DATASET ENTRIES:
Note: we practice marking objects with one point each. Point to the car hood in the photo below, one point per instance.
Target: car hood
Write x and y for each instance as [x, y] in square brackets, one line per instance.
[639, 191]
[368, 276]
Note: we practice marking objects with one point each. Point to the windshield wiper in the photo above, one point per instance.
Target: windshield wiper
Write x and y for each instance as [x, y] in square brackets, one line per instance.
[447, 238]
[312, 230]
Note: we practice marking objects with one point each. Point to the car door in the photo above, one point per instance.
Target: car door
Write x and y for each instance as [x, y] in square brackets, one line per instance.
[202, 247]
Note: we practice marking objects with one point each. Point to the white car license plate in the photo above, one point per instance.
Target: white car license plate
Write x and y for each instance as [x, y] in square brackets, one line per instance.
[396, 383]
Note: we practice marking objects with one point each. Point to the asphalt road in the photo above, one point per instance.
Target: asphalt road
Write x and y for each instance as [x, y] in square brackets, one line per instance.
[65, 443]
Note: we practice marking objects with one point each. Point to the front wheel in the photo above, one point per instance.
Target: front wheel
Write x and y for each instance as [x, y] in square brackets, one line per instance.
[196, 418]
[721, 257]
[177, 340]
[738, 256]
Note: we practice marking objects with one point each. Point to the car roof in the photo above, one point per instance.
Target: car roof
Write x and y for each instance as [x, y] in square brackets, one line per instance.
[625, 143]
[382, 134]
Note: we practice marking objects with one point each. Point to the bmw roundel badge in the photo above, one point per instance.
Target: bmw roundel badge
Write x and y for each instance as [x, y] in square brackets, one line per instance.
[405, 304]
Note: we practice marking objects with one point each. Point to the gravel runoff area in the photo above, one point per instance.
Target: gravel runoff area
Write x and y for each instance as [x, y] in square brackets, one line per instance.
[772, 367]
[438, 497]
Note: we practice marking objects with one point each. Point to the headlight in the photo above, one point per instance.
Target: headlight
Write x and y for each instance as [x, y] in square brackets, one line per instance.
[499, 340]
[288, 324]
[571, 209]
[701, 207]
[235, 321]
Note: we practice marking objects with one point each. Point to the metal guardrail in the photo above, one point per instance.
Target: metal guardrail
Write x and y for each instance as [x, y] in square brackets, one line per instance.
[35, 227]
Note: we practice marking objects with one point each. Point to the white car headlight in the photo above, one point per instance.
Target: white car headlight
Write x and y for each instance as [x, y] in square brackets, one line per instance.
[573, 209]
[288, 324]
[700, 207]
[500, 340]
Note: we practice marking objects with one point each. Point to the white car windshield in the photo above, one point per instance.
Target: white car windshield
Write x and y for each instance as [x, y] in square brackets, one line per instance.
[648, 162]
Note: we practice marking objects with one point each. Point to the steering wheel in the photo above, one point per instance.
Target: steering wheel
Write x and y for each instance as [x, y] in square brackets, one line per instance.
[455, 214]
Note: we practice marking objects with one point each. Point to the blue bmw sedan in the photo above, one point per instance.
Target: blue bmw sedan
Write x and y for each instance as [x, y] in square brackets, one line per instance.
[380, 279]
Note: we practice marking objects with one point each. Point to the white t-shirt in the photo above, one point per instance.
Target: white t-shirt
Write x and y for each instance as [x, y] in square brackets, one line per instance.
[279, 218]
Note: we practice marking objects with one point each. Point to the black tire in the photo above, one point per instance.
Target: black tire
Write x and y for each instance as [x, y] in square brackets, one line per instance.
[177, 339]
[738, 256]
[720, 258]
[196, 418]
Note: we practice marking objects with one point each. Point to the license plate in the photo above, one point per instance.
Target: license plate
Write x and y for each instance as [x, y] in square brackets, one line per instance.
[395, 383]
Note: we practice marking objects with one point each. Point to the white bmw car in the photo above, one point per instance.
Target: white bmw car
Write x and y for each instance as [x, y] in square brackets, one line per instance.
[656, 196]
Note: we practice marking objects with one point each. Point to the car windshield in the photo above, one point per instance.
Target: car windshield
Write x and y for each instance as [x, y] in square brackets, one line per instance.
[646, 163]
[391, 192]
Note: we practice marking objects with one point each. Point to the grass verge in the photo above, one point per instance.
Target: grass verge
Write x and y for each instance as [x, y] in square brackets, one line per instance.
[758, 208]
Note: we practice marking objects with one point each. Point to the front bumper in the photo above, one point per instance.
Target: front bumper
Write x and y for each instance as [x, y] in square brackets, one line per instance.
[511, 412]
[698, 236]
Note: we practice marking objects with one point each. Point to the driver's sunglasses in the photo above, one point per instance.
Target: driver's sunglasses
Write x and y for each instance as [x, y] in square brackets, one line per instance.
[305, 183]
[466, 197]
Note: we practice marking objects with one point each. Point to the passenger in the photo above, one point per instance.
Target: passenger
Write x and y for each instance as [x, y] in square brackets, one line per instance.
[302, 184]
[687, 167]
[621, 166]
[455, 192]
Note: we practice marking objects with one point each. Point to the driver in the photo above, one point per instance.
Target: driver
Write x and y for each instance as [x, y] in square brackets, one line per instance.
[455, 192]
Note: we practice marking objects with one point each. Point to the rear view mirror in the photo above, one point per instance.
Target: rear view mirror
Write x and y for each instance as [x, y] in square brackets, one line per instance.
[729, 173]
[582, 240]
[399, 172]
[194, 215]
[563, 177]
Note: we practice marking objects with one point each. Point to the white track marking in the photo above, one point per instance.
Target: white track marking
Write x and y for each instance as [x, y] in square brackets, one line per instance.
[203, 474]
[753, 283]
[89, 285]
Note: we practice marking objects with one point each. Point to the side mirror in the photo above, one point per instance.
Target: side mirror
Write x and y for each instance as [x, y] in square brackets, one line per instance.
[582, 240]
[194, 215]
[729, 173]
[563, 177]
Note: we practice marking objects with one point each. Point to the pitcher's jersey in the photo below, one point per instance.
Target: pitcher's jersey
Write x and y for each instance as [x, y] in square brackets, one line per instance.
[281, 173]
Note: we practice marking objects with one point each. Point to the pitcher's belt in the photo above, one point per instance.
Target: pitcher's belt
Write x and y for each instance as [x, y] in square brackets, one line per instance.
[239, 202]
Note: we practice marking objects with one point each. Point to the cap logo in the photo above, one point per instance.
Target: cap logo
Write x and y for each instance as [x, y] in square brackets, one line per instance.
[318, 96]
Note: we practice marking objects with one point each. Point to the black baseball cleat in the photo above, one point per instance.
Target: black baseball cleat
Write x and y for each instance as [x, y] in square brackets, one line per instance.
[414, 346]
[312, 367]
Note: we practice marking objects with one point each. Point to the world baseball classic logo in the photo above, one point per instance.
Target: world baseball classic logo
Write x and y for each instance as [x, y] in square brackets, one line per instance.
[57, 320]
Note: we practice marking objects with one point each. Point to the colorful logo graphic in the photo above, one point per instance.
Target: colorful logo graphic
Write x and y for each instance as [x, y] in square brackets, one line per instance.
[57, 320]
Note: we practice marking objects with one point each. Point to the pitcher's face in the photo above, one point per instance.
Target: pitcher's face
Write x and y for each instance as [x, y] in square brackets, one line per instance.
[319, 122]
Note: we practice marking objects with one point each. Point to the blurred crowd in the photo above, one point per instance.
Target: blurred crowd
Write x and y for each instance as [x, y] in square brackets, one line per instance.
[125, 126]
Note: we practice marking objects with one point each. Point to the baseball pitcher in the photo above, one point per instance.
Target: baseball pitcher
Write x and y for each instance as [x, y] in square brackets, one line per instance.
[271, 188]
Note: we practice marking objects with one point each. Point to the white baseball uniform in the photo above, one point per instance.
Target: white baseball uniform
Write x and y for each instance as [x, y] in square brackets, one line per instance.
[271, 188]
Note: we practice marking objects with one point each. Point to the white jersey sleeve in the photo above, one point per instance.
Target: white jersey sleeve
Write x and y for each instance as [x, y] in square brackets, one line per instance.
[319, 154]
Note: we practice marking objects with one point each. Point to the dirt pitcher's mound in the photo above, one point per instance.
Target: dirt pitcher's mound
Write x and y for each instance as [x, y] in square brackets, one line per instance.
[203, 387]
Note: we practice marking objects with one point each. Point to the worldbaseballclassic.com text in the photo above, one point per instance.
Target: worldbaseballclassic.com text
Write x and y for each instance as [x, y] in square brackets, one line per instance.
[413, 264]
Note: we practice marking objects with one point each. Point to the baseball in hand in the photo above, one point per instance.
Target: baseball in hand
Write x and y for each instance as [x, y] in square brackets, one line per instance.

TASK DETAILS: Recast the listing as a numbered list, starting at the line containing "the baseball pitcher" and ending at the last line of the listing, and leave out any blank lines.

WORKED SOLUTION:
1. Note: we practice marking objects with one point each. Point to the baseball pitcher in the photo above, one point per instance.
2. Target: baseball pitcher
3. Write x and y for each instance as [x, y] in square brackets, one line per instance.
4. [271, 188]
5. Note: we practice marking objects with one point each. Point to the white baseball uniform in the photo above, one point per instance.
6. Target: white baseball uniform
7. Write x and y for each instance as [x, y] in square brackets, one line per instance.
8. [271, 188]
9. Note: we practice marking objects with one point each. Point to the white jersey sleeve in the photo above, one point per instance.
10. Target: white jersey sleeve
11. Write x and y for each instance as [x, y] in square brackets, one line per instance.
12. [319, 154]
13. Note: we practice marking objects with one point each. Point to the dirt pitcher's mound in the photo above, one point per instance.
14. Target: dirt pitcher's mound
15. Write x and y for each instance as [x, y] in square brackets, one line per instance.
16. [203, 387]
17. Note: we practice marking objects with one point each. Point to the worldbaseballclassic.com text in the photo above, one point per instance.
18. Target: worldbaseballclassic.com text
19. Write x and y for each instance as [x, y] in square brackets, one line per instance.
20. [413, 264]
21. Note: we practice marking objects with one point each. Point to the baseball in hand in the photo above, one point per instance.
22. Target: baseball in hand
23. Write x and y for each instance as [x, y] in square brackets, one line per instance.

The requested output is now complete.